## HOW TO COMPLETE THIS TASK
Below are some records; quote exactly the lines from the one that contains "The answer SHOULD provide one point per instance of the distant" through the one that contains "[356,154], drawn from the photo above.", inclusive, and no others.

## GIVEN INFORMATION
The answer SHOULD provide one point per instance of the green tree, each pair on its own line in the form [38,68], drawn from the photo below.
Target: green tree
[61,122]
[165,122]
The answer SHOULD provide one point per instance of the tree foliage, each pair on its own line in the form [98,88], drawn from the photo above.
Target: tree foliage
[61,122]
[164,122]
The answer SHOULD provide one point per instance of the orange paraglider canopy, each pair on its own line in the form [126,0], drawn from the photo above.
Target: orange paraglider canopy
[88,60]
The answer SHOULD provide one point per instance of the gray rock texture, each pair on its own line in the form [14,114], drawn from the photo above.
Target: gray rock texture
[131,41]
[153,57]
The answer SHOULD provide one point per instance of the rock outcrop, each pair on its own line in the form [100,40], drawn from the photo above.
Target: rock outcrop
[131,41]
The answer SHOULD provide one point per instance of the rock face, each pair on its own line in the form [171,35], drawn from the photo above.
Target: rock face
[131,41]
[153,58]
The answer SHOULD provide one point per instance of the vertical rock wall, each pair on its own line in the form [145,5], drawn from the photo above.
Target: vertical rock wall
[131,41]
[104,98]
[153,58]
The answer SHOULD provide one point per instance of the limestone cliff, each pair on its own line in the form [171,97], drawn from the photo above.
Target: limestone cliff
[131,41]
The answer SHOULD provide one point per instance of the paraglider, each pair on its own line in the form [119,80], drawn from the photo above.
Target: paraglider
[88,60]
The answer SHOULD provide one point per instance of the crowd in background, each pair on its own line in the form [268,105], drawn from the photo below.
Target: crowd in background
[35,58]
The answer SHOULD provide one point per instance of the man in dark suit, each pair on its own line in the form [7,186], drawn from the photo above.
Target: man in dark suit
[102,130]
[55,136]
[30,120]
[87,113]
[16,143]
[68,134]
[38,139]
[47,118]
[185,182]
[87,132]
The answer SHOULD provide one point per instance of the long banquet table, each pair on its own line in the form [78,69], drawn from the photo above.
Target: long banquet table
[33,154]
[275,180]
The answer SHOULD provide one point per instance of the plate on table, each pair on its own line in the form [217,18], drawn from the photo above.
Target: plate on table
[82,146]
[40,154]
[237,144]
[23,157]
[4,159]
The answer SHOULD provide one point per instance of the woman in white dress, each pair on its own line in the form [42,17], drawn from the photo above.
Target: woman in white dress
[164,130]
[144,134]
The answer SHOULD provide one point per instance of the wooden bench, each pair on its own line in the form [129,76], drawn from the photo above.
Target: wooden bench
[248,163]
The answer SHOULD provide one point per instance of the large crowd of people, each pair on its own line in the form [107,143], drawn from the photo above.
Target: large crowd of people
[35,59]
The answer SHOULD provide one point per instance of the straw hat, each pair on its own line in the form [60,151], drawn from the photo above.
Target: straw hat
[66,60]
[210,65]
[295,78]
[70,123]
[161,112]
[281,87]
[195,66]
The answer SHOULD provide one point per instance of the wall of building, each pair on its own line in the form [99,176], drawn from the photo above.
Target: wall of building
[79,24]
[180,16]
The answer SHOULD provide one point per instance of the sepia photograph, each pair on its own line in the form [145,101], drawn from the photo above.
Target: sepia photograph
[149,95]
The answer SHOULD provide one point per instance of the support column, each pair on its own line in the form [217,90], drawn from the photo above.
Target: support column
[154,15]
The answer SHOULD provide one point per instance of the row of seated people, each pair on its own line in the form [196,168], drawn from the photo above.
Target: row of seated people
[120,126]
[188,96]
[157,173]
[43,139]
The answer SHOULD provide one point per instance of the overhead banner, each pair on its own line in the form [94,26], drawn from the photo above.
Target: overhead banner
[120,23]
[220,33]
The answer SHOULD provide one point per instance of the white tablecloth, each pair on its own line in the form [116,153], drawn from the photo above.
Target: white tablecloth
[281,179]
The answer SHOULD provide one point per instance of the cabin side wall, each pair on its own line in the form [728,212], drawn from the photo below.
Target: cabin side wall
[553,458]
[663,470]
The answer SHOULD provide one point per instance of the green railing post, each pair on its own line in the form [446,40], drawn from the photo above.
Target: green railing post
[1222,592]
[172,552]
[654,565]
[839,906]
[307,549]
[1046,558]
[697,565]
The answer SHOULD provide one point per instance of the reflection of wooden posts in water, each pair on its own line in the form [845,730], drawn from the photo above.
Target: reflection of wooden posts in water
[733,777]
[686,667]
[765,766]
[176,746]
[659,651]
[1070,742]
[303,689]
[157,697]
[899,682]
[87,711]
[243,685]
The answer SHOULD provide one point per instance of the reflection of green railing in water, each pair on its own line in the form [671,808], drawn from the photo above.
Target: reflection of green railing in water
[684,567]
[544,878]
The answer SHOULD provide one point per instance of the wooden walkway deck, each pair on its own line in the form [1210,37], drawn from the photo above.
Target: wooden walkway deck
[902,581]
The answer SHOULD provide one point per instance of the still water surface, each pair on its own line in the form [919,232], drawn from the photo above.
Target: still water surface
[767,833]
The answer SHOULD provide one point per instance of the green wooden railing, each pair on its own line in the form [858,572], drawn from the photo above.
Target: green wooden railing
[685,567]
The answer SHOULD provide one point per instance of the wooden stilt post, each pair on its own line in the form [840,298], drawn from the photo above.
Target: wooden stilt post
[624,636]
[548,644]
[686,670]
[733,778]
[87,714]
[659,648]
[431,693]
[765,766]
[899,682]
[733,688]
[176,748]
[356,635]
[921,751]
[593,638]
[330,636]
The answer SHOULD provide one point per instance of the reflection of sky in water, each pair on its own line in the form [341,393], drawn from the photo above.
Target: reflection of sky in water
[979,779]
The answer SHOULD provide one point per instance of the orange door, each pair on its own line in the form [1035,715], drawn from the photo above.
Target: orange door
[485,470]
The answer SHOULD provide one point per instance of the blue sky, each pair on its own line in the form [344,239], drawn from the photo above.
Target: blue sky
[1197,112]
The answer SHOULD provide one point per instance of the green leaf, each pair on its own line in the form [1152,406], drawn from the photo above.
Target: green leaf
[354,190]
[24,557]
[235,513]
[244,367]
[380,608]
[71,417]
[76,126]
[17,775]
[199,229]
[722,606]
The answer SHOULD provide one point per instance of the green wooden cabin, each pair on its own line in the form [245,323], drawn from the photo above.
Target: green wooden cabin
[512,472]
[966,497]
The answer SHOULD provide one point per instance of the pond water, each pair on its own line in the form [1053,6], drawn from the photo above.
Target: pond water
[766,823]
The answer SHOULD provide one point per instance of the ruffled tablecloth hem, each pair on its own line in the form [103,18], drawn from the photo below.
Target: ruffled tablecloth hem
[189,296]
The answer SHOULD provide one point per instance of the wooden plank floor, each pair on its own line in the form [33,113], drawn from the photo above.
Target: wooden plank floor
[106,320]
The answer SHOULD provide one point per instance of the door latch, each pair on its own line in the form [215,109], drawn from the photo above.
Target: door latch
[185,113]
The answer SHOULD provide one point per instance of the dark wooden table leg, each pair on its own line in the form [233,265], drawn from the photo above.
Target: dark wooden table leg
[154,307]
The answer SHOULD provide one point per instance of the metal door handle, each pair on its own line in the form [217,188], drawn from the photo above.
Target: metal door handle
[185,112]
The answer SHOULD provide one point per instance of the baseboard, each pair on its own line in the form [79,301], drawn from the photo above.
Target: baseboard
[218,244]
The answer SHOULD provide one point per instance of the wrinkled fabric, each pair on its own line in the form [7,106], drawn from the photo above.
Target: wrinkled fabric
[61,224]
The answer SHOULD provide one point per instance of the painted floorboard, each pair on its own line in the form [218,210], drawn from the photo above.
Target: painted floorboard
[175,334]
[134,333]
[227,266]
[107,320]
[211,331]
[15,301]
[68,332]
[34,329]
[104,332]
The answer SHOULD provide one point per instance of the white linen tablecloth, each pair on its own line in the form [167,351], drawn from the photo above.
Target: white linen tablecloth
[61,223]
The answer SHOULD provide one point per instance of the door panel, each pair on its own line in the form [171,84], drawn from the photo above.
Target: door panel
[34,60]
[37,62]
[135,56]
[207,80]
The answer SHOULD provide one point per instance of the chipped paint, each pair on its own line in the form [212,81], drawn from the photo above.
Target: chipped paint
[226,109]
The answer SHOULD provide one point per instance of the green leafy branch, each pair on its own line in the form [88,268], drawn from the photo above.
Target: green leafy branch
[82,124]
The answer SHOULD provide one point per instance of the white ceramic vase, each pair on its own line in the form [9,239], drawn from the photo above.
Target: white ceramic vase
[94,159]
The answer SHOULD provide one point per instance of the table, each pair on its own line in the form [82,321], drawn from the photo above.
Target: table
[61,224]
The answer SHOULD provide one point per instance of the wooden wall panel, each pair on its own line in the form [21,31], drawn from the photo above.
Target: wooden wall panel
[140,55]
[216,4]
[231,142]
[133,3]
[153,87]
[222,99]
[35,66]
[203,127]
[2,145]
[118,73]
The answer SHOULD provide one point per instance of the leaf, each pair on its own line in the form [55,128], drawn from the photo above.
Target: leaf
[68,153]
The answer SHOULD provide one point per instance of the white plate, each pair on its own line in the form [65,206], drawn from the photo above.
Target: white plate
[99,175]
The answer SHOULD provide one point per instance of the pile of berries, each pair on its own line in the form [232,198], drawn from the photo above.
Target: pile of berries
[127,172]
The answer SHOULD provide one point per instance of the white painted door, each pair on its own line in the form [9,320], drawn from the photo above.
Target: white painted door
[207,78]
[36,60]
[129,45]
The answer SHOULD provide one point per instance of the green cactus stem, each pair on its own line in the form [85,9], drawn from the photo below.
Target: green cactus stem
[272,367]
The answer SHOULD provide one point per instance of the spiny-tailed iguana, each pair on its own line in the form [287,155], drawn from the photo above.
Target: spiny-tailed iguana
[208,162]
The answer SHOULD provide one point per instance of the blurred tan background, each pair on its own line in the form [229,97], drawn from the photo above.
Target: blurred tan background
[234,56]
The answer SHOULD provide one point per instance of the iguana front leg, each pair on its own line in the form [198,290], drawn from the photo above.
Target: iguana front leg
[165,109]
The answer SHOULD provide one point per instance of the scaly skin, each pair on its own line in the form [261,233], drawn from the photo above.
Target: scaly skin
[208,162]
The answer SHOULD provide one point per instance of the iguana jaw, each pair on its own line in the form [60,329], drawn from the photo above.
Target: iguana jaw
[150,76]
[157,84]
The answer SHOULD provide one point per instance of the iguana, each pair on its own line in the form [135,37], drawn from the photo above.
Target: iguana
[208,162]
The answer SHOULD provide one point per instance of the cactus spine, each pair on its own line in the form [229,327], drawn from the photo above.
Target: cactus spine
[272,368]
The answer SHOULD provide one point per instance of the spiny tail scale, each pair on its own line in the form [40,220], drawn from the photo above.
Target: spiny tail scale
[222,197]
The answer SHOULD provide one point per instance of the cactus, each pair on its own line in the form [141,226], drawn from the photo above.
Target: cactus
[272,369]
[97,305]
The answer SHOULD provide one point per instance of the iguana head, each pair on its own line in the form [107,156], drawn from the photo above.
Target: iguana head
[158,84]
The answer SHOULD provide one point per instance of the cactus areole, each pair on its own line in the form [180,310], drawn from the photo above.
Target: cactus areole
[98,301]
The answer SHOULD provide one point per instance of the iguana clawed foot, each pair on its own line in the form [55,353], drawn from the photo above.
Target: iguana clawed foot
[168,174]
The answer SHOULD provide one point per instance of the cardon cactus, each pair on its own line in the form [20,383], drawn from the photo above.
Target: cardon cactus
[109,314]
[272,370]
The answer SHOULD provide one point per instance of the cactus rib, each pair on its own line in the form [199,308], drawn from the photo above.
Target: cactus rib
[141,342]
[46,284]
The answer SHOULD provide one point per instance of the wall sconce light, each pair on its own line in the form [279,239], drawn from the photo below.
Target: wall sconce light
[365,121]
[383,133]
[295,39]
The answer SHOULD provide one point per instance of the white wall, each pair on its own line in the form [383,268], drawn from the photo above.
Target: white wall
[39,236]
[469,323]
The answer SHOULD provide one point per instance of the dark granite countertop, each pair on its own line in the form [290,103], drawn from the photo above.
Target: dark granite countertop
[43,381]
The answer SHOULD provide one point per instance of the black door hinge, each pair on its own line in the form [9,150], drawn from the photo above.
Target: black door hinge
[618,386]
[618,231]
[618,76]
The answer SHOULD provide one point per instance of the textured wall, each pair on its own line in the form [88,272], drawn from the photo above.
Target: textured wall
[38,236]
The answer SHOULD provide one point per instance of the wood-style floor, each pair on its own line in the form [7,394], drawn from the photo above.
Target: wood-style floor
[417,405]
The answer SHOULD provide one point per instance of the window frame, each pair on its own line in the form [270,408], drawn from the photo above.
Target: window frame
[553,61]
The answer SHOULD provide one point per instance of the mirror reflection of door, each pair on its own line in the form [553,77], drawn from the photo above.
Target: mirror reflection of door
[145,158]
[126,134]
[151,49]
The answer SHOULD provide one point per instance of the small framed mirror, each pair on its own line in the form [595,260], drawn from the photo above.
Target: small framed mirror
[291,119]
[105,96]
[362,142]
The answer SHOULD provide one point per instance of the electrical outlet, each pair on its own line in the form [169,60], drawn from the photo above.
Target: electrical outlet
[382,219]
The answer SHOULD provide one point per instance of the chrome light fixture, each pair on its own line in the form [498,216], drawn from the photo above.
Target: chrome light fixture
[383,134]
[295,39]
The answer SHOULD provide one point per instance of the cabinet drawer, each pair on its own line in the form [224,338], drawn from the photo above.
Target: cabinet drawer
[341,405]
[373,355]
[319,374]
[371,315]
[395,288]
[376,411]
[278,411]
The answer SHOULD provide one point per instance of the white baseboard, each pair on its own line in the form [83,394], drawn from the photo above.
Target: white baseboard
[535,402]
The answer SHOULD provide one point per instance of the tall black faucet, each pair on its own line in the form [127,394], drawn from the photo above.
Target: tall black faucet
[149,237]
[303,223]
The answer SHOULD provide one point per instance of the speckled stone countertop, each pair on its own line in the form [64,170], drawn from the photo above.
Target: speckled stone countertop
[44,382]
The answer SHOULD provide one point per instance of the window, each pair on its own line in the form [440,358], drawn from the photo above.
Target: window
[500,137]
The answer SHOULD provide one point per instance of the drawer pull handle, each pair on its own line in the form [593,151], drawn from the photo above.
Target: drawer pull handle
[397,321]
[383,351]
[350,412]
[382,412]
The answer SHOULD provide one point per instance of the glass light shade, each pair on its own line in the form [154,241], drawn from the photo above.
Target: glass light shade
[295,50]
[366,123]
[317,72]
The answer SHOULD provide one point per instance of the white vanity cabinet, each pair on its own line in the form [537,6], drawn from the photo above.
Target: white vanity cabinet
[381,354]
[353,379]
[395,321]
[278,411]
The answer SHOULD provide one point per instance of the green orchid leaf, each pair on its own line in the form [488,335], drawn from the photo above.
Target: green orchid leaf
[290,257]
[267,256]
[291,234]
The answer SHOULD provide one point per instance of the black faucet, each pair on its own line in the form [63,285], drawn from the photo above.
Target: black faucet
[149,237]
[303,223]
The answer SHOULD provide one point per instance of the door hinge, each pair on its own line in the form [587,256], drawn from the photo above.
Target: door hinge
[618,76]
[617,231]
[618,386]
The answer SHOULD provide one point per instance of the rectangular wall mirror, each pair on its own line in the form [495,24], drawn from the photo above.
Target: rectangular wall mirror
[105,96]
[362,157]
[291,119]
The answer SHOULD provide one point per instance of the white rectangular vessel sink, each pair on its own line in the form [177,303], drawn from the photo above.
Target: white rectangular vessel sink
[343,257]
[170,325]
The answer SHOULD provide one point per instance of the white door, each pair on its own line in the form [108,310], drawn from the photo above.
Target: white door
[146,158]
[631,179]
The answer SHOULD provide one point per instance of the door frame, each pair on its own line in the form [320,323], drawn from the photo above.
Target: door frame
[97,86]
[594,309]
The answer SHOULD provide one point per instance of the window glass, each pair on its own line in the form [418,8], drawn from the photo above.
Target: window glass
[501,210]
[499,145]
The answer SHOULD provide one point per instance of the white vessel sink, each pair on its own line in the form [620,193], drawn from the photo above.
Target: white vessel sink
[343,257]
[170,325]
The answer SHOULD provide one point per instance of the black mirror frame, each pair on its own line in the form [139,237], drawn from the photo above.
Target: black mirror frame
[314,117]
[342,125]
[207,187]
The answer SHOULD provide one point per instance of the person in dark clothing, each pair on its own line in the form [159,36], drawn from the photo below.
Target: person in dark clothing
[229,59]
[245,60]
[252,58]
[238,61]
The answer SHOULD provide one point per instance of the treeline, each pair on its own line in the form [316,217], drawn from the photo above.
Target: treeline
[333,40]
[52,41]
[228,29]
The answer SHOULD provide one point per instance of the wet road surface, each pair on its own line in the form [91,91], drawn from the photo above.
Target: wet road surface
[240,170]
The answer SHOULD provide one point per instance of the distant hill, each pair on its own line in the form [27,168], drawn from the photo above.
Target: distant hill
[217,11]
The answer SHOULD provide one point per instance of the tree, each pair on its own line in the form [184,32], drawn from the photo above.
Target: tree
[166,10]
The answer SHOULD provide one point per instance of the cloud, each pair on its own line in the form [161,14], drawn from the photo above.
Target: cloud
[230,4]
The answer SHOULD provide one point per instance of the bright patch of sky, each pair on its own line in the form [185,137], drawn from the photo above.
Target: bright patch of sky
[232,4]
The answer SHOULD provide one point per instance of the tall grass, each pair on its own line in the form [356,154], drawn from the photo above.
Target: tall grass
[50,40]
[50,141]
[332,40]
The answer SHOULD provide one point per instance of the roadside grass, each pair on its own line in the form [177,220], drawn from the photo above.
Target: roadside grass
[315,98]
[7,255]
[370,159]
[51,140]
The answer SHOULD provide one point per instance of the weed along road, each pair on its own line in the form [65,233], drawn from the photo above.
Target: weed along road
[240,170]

## RESULT OF THIS EXERCISE
The answer SHOULD provide one point per instance of the distant hill, each pair on its own line in the form [27,168], drawn from the photo above.
Target: distant hill
[217,11]
The answer SHOULD provide one point per instance of the tree, each pair on its own line in the form [184,32], drawn from the photo above.
Target: tree
[166,10]
The answer SHOULD provide one point per instance of the cloud, each pair on its own line in the form [161,14], drawn from the photo above.
Target: cloud
[230,4]
The answer SHOULD provide one point per instance of the bright patch of sky, each pair on its own line in the form [185,137], drawn from the photo above.
Target: bright patch of sky
[232,4]
The answer SHOULD provide one point per instance of the tall grass, each pair on its own line in the form [356,154], drawn from the photo above.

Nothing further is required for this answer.